To be done: Rewrite every line of the rows below as a numbered list, skipping blank lines and leaving out the pictures.

Data listing:

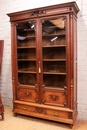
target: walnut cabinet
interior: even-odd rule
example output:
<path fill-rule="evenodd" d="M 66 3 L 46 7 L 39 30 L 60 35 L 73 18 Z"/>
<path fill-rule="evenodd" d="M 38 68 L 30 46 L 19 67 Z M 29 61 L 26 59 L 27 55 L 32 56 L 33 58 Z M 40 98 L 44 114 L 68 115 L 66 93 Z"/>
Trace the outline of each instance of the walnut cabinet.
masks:
<path fill-rule="evenodd" d="M 69 2 L 8 14 L 14 114 L 74 124 L 78 11 Z"/>

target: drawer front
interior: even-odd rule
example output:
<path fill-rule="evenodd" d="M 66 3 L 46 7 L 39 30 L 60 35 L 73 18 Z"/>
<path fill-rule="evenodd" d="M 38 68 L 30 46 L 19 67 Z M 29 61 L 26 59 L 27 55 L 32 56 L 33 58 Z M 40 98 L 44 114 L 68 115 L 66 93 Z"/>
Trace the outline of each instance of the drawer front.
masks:
<path fill-rule="evenodd" d="M 35 89 L 25 89 L 21 88 L 17 91 L 18 100 L 36 102 L 37 101 L 37 92 Z"/>
<path fill-rule="evenodd" d="M 33 106 L 28 106 L 28 105 L 24 105 L 24 104 L 16 104 L 14 108 L 24 110 L 24 111 L 30 111 L 30 112 L 35 111 L 35 108 Z"/>
<path fill-rule="evenodd" d="M 67 92 L 42 91 L 42 103 L 67 106 Z"/>
<path fill-rule="evenodd" d="M 58 110 L 46 110 L 46 115 L 52 116 L 52 117 L 59 117 L 59 118 L 65 118 L 69 119 L 69 113 L 65 111 L 58 111 Z"/>

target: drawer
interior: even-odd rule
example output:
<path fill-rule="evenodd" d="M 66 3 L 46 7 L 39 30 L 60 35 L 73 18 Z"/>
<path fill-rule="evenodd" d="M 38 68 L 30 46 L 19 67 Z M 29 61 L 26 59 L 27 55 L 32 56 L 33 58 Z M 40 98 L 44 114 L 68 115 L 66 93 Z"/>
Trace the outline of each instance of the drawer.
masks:
<path fill-rule="evenodd" d="M 42 91 L 42 103 L 49 105 L 67 106 L 67 92 Z"/>
<path fill-rule="evenodd" d="M 15 109 L 20 109 L 20 110 L 25 110 L 25 111 L 30 111 L 30 112 L 35 111 L 35 108 L 33 106 L 28 106 L 24 104 L 16 104 Z"/>
<path fill-rule="evenodd" d="M 42 107 L 24 105 L 24 104 L 15 104 L 14 109 L 20 109 L 20 111 L 28 111 L 31 113 L 36 114 L 45 114 L 45 109 Z"/>
<path fill-rule="evenodd" d="M 20 88 L 17 90 L 17 99 L 22 101 L 36 102 L 37 92 L 35 89 Z"/>
<path fill-rule="evenodd" d="M 65 111 L 58 111 L 58 110 L 46 110 L 46 115 L 52 116 L 52 117 L 59 117 L 59 118 L 65 118 L 69 119 L 69 113 Z"/>

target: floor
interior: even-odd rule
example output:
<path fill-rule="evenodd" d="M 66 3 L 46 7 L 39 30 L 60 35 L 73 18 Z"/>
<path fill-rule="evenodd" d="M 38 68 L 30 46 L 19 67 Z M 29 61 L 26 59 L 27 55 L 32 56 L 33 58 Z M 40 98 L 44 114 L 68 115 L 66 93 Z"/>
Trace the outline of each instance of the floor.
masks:
<path fill-rule="evenodd" d="M 0 130 L 71 130 L 66 124 L 23 115 L 15 117 L 8 106 L 5 106 L 4 117 L 2 121 L 0 116 Z M 77 120 L 72 130 L 87 130 L 87 121 Z"/>

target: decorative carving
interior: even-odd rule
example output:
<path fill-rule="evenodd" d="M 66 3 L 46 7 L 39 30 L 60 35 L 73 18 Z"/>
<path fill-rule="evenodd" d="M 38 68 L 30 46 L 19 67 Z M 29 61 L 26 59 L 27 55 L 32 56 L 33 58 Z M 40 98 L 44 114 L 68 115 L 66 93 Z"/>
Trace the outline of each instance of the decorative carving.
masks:
<path fill-rule="evenodd" d="M 50 97 L 50 99 L 52 100 L 52 101 L 57 101 L 57 100 L 60 100 L 60 98 L 59 98 L 59 96 L 57 96 L 57 95 L 49 95 L 49 97 Z"/>
<path fill-rule="evenodd" d="M 37 99 L 37 98 L 36 98 L 35 100 L 36 100 L 36 102 L 38 102 L 38 99 Z"/>
<path fill-rule="evenodd" d="M 67 106 L 67 103 L 66 103 L 66 102 L 64 103 L 64 106 Z"/>

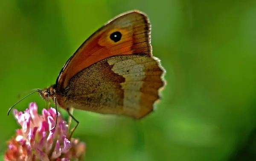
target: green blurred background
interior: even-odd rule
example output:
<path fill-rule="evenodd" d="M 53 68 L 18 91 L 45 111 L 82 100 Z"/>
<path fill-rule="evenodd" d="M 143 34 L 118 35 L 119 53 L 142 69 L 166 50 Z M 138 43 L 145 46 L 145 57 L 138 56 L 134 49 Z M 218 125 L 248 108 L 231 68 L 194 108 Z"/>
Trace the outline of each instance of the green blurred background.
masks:
<path fill-rule="evenodd" d="M 256 123 L 255 0 L 1 0 L 2 154 L 19 127 L 7 116 L 17 95 L 54 83 L 84 40 L 134 9 L 150 18 L 167 85 L 141 121 L 75 111 L 85 160 L 228 161 L 246 143 Z M 35 94 L 16 108 L 31 102 L 45 107 Z"/>

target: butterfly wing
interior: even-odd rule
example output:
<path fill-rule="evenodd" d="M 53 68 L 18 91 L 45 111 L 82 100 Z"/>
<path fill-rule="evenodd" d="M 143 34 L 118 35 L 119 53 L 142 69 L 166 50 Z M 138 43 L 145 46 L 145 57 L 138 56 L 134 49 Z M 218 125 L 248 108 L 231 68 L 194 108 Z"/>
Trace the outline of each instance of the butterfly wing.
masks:
<path fill-rule="evenodd" d="M 114 56 L 80 71 L 70 80 L 66 105 L 140 119 L 151 112 L 163 86 L 159 60 L 146 54 Z"/>
<path fill-rule="evenodd" d="M 111 39 L 116 32 L 122 35 L 117 41 Z M 57 80 L 60 106 L 136 119 L 151 111 L 164 85 L 164 70 L 152 55 L 150 34 L 146 16 L 137 11 L 99 29 L 61 72 Z"/>
<path fill-rule="evenodd" d="M 150 29 L 146 17 L 138 11 L 109 22 L 87 39 L 66 63 L 56 80 L 58 90 L 63 91 L 81 71 L 105 58 L 118 55 L 151 54 Z M 122 37 L 115 42 L 110 36 L 117 31 Z"/>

Correct result:
1. target: walnut cabinet
2. interior: even-odd rule
3. example output:
4. <path fill-rule="evenodd" d="M 66 3 L 46 7 L 39 30 L 60 35 L 73 18 Z"/>
5. <path fill-rule="evenodd" d="M 38 68 L 30 46 L 19 67 Z M 29 61 L 26 59 L 27 55 L 32 56 L 33 58 Z M 40 98 L 44 114 L 68 115 L 66 93 Z"/>
6. Trace the outline of each instance of the walnut cabinet.
7. masks:
8. <path fill-rule="evenodd" d="M 69 2 L 8 14 L 14 114 L 74 124 L 78 11 Z"/>
9. target: drawer front
10. interior: even-odd rule
11. example output:
12. <path fill-rule="evenodd" d="M 66 3 L 46 7 L 39 30 L 60 35 L 73 18 Z"/>
13. <path fill-rule="evenodd" d="M 38 68 L 30 46 L 19 67 Z M 29 61 L 26 59 L 27 55 L 32 56 L 33 58 Z M 40 98 L 44 114 L 68 115 L 66 93 Z"/>
14. Trace the outline of each instance of the drawer front.
15. masks:
16. <path fill-rule="evenodd" d="M 35 89 L 25 89 L 21 88 L 17 91 L 18 100 L 36 102 L 37 101 L 37 92 Z"/>
17. <path fill-rule="evenodd" d="M 33 106 L 28 106 L 28 105 L 24 105 L 24 104 L 16 104 L 14 108 L 24 110 L 24 111 L 30 111 L 30 112 L 35 111 L 35 108 Z"/>
18. <path fill-rule="evenodd" d="M 67 92 L 42 91 L 42 103 L 67 106 Z"/>
19. <path fill-rule="evenodd" d="M 58 110 L 46 110 L 46 115 L 52 116 L 52 117 L 59 117 L 59 118 L 65 118 L 69 119 L 69 113 L 65 111 L 58 111 Z"/>
20. target: drawer
21. interior: even-odd rule
22. example output:
23. <path fill-rule="evenodd" d="M 66 3 L 46 7 L 39 30 L 60 35 L 73 18 Z"/>
24. <path fill-rule="evenodd" d="M 38 68 L 30 46 L 19 67 Z M 29 61 L 26 59 L 27 55 L 32 56 L 33 58 Z M 40 98 L 44 114 L 68 115 L 66 93 Z"/>
25. Trace the outline of each instance of the drawer.
26. masks:
27. <path fill-rule="evenodd" d="M 42 91 L 42 103 L 49 105 L 67 106 L 67 92 Z"/>
28. <path fill-rule="evenodd" d="M 15 109 L 20 109 L 20 110 L 25 110 L 25 111 L 30 111 L 30 112 L 35 111 L 35 108 L 33 106 L 28 106 L 24 104 L 16 104 Z"/>
29. <path fill-rule="evenodd" d="M 42 107 L 24 105 L 24 104 L 15 104 L 14 109 L 20 109 L 20 111 L 28 111 L 31 113 L 36 114 L 45 114 L 45 109 Z"/>
30. <path fill-rule="evenodd" d="M 20 88 L 17 90 L 17 99 L 22 101 L 36 102 L 37 92 L 35 89 Z"/>
31. <path fill-rule="evenodd" d="M 65 111 L 58 111 L 58 110 L 46 110 L 46 115 L 52 116 L 52 117 L 59 117 L 59 118 L 65 118 L 69 119 L 69 113 Z"/>
32. target: floor
33. interior: even-odd rule
34. example output:
35. <path fill-rule="evenodd" d="M 66 3 L 46 7 L 39 30 L 60 35 L 73 18 Z"/>
36. <path fill-rule="evenodd" d="M 38 68 L 30 46 L 19 67 Z M 29 61 L 26 59 L 27 55 L 32 56 L 33 58 Z M 40 98 L 44 114 L 68 115 L 66 93 Z"/>
37. Trace the outline of each instance of the floor.
38. masks:
39. <path fill-rule="evenodd" d="M 0 130 L 71 130 L 66 124 L 23 115 L 15 117 L 8 106 L 5 106 L 4 117 L 2 121 L 0 116 Z M 77 120 L 72 130 L 87 130 L 87 121 Z"/>
40. target: decorative carving
41. interior: even-odd rule
42. example output:
43. <path fill-rule="evenodd" d="M 66 3 L 46 7 L 39 30 L 60 35 L 73 18 Z"/>
44. <path fill-rule="evenodd" d="M 38 68 L 30 46 L 19 67 Z M 29 61 L 26 59 L 27 55 L 32 56 L 33 58 Z M 40 98 L 44 114 L 68 115 L 66 93 Z"/>
45. Trace the outline of each instance of the decorative carving.
46. masks:
47. <path fill-rule="evenodd" d="M 50 97 L 50 99 L 52 100 L 52 101 L 57 101 L 57 100 L 60 100 L 60 98 L 59 98 L 59 96 L 57 96 L 57 95 L 49 95 L 49 97 Z"/>
48. <path fill-rule="evenodd" d="M 37 99 L 37 98 L 36 98 L 35 100 L 36 100 L 36 102 L 38 102 L 38 99 Z"/>
49. <path fill-rule="evenodd" d="M 67 106 L 67 103 L 66 103 L 66 102 L 64 103 L 64 106 Z"/>
50. target: green blurred background
51. interior: even-odd rule
52. example output:
53. <path fill-rule="evenodd" d="M 53 68 L 18 91 L 45 111 L 82 100 Z"/>
54. <path fill-rule="evenodd" d="M 143 34 L 118 35 L 119 53 L 142 69 L 166 50 Z M 138 43 L 145 46 L 145 57 L 138 56 L 134 49 Z M 218 125 L 248 108 L 231 68 L 194 108 Z"/>
55. Trace the outline of each instance of the green blurred background.
56. masks:
57. <path fill-rule="evenodd" d="M 256 123 L 255 0 L 1 0 L 2 154 L 19 127 L 7 116 L 17 95 L 54 83 L 84 40 L 134 9 L 150 18 L 167 85 L 141 121 L 75 111 L 85 160 L 228 161 L 246 143 Z M 35 94 L 16 108 L 31 102 L 45 107 Z"/>
58. target: butterfly wing
59. interior: even-odd rule
60. example output:
61. <path fill-rule="evenodd" d="M 53 68 L 18 91 L 45 111 L 82 100 Z"/>
62. <path fill-rule="evenodd" d="M 143 34 L 118 35 L 119 53 L 142 69 L 166 50 Z M 138 43 L 145 46 L 145 57 L 138 56 L 134 49 Z M 218 125 L 248 108 L 231 68 L 194 108 Z"/>
63. Trace the outline of each instance of the butterfly wing.
64. masks:
65. <path fill-rule="evenodd" d="M 114 56 L 80 71 L 70 80 L 66 105 L 140 119 L 151 112 L 163 86 L 159 60 L 146 54 Z"/>
66. <path fill-rule="evenodd" d="M 111 39 L 116 32 L 122 35 L 117 41 Z M 57 80 L 60 106 L 136 119 L 151 111 L 164 85 L 164 70 L 152 55 L 150 34 L 146 16 L 137 11 L 99 29 L 61 72 Z"/>
67. <path fill-rule="evenodd" d="M 150 29 L 146 17 L 138 11 L 109 22 L 87 39 L 66 63 L 56 80 L 58 90 L 63 91 L 81 71 L 105 58 L 118 55 L 151 54 Z M 122 37 L 115 42 L 110 36 L 117 31 Z"/>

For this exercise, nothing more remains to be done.